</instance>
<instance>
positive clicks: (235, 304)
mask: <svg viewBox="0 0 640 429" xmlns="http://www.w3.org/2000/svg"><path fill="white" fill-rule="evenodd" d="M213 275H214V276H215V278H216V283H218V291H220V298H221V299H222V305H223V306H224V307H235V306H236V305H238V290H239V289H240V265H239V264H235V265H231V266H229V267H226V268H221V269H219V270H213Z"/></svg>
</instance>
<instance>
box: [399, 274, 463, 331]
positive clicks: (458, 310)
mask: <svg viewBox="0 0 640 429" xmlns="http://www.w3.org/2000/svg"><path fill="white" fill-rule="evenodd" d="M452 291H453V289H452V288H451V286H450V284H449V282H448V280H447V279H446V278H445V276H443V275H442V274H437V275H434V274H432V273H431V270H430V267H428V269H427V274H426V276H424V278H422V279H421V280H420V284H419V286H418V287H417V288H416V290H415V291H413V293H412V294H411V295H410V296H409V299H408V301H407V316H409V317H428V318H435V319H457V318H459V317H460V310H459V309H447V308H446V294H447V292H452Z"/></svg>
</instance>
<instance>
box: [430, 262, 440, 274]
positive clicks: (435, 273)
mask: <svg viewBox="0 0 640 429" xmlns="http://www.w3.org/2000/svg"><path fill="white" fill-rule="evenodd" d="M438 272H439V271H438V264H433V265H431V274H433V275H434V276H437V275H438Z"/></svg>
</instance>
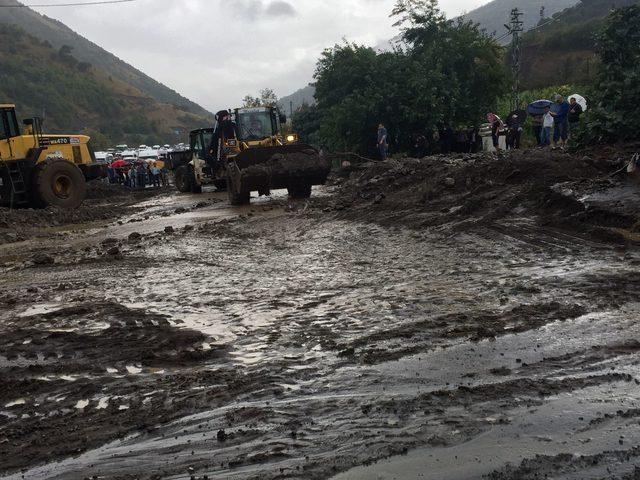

------------------------

# EXERCISE AIM:
Return every line of the entries above that contains the word "clicks", matching its case exactly.

# ANSWER FOR THE TASK:
positive clicks: (235, 304)
positive clicks: (458, 310)
positive clicks: (435, 273)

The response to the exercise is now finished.